Given passage START
Consumer peak body Dementia Australia has this week called on the Australian Government to commit to ongoing funding for a national dementia awareness and engagement initiative.
Dementia Australia CEO Maree McCabe told a Parliamentary Friends of Dementia webinar on Wednesday the Dementia-Friendly Communities program would end in June 2022 without further funding.
The program was established in 2016 with funding from the Federal Government to empower and support individuals and communities to undertake initiatives to improve knowledge and awareness about dementia.
It also aims to reduce stigma and discrimination and promote social engagement.
Since the program’s launch, it has made people living with dementia feel part of their community, valued and have a sense of purpose and belonging, Ms McCabe said.
“We are here today to call on the government to recognise the significance of the program and for both parties to commit to ongoing funding of the program so we can continue to make a difference to the lives of people impacted by dementia,” Ms McCabe told the webinar.
“To put the importance of this program into perspective – dementia is one of the largest health and social challenges facing Australia and the world. It is estimated that there are up to 472,000 Australians living with dementia in 2021 and around 1.6 million people involved in their care.
“Now without a significant breakthrough, by 2058 there will be almost 1.1 million Australians living with dementia, and there just won’t be anyone that is not impacted in some way,” Ms McCabe said.
“The program is essential to supporting dementia-friendly communities Australia-wide,” she said.
Ms McCabe also launched a discussion paper on the importance Dementia-Friendly Communities play in improving dementia knowledge, facilitating inclusivity and reducing stigma and discrimination in the community.
Given passage END
Data section START
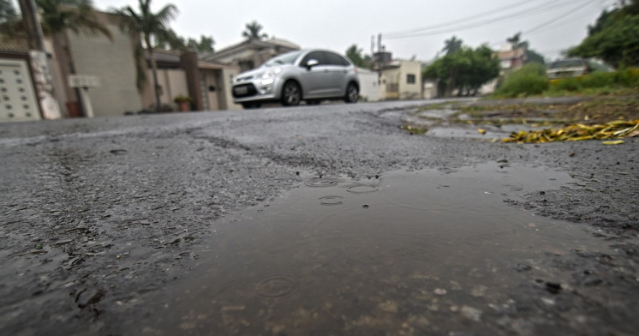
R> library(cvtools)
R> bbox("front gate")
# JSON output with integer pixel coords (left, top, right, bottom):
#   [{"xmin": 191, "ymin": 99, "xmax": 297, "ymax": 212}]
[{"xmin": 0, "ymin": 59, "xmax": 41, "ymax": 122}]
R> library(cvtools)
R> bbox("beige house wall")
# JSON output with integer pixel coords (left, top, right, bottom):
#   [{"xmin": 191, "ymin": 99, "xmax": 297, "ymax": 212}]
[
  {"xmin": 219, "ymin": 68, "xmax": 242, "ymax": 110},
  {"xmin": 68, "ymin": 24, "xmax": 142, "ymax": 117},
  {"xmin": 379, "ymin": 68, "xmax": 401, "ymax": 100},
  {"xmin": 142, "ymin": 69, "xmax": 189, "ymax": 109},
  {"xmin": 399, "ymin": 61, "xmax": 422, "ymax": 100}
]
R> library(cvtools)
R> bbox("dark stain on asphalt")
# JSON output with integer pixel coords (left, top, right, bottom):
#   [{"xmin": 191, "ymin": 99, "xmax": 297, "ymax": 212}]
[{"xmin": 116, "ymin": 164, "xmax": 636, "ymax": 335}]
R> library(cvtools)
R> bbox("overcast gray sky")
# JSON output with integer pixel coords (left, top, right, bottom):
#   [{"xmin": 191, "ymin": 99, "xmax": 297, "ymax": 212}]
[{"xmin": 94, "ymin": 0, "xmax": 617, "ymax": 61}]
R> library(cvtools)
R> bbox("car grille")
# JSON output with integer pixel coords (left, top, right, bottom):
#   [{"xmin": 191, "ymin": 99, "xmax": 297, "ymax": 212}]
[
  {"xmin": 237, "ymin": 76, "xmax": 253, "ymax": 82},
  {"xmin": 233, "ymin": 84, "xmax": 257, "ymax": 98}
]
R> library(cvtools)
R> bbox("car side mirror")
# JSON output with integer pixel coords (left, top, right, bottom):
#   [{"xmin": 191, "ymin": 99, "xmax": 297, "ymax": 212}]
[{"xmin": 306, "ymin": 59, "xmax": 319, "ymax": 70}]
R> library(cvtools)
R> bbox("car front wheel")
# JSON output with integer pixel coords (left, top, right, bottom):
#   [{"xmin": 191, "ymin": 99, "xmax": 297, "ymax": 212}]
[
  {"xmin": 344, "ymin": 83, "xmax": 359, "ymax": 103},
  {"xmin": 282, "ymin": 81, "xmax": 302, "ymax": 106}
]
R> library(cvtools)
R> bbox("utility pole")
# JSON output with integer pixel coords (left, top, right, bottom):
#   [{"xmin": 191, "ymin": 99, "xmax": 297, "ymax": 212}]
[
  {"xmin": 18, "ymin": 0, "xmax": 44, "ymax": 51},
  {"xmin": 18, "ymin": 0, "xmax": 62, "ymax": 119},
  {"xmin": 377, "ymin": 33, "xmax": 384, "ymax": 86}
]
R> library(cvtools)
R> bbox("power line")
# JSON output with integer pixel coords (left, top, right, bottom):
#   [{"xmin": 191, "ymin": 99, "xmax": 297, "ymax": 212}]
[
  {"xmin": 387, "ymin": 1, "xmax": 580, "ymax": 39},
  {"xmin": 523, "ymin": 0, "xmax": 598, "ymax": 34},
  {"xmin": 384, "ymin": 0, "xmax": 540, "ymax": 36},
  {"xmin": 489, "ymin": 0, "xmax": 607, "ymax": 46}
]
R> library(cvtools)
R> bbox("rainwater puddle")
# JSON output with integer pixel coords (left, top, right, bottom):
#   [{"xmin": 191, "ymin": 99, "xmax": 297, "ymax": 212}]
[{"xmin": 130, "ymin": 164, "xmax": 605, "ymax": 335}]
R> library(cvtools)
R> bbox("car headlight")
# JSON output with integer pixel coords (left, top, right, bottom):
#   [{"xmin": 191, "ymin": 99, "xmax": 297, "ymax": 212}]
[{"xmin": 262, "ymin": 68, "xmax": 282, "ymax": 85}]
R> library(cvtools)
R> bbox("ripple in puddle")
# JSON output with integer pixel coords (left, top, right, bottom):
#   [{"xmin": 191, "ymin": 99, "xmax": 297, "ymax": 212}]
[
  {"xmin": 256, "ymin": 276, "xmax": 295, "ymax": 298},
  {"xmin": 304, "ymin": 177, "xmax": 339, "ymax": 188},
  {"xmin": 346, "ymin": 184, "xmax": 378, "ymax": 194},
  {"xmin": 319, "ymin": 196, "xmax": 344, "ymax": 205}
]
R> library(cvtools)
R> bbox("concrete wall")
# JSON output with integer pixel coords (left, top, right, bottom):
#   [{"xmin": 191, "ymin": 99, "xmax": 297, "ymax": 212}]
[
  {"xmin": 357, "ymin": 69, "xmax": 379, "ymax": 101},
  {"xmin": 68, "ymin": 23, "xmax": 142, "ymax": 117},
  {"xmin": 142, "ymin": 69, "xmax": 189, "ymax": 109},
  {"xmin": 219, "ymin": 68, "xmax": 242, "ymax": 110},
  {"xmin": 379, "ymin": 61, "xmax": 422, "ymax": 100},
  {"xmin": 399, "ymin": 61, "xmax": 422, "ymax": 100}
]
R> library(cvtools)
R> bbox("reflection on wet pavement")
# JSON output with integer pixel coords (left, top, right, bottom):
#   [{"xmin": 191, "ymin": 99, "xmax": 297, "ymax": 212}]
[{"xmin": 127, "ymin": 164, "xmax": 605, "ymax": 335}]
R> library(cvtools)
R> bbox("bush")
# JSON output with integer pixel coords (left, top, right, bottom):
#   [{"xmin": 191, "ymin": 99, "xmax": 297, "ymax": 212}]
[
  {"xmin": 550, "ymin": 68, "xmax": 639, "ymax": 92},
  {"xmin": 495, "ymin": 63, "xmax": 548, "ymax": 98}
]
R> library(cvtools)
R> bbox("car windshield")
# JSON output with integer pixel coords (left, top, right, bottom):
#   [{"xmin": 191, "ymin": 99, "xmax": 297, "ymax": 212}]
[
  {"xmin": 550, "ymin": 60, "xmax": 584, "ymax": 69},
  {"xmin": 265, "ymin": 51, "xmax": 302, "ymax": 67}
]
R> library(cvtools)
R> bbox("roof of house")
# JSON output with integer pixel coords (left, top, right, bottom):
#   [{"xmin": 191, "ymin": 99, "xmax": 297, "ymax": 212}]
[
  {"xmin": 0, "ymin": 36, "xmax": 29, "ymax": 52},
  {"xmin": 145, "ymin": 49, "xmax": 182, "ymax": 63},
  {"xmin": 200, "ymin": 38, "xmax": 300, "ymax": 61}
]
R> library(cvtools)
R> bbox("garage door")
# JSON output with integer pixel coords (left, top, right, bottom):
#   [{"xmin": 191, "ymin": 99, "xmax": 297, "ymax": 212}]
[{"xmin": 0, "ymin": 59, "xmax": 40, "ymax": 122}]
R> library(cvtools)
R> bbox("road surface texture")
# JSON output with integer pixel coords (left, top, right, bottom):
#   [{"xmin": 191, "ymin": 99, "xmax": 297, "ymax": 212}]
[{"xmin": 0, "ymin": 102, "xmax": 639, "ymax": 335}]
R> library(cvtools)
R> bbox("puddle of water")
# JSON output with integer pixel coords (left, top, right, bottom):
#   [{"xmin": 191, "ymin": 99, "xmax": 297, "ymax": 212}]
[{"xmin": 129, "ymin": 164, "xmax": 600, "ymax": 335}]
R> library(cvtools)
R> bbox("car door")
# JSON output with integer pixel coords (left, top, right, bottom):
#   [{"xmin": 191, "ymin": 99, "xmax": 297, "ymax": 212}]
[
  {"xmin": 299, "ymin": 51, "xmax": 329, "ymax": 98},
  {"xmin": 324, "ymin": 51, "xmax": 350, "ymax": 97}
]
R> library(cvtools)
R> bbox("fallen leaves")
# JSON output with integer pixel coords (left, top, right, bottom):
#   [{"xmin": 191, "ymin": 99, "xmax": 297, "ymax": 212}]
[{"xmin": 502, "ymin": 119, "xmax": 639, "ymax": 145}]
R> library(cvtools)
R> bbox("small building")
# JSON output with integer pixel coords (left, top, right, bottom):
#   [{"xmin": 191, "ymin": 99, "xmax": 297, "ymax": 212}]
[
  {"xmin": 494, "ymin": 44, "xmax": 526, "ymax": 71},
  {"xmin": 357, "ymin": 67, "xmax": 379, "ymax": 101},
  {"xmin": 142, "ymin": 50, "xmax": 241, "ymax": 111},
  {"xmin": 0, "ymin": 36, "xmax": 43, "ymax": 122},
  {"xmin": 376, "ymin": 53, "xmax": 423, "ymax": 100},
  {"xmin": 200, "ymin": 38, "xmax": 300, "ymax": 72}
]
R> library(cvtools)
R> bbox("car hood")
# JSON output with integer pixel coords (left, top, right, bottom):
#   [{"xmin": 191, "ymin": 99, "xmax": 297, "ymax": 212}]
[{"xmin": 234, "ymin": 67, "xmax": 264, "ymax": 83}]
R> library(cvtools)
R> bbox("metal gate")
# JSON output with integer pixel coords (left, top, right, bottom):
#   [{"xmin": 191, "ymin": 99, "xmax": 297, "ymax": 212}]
Data section END
§ Assignment 1
Answer these from the Dementia Australia article:
(a) In what year was the Dementia-Friendly Communities program established?
(b) Up to how many Australians are estimated to be living with dementia in 2021?
(c) What document did Ms McCabe launch?
§ Assignment 2
Could you pick up the Dementia Australia article right after its final sentence and keep it going?

§ Task answer 1
(a) 2016
(b) Up to 472,000
(c) A discussion paper on the importance of Dementia-Friendly Communities in improving dementia knowledge, facilitating inclusivity and reducing stigma and discrimination in the community

§ Task answer 2
The paper, Support. Encourage. Empower. Leading the way towards a Dementia-Friendly Community, includes eight case studies highlighting the diverse range and scale of dementia-friendly initiatives.
Among them is the Reminiscing Garden in the City of Casey in Victoria developed by Australian-Filipino Community Services in collaboration with the local Samoan and Tamil communities.
It aims to support people from culturally and linguistically diverse backgrounds living with dementia, and their families and carers.
Outcomes for visitors include an increase in knowledge and understanding about dementia, a greater willingness to share stories about living with the disease and improved awareness and preparedness to access support services, the paper said.
Program to guide royal commission recommendations
Minister for Senior Australians and Aged Care Services Richard Colbeck also appeared at the webinar to commend the success of the program.
“It’s… programs such as this that have been operating over the last few years and clearly building some momentum that starts to change some of the broader community perspectives in relation to dementia,” Mr Colbeck said.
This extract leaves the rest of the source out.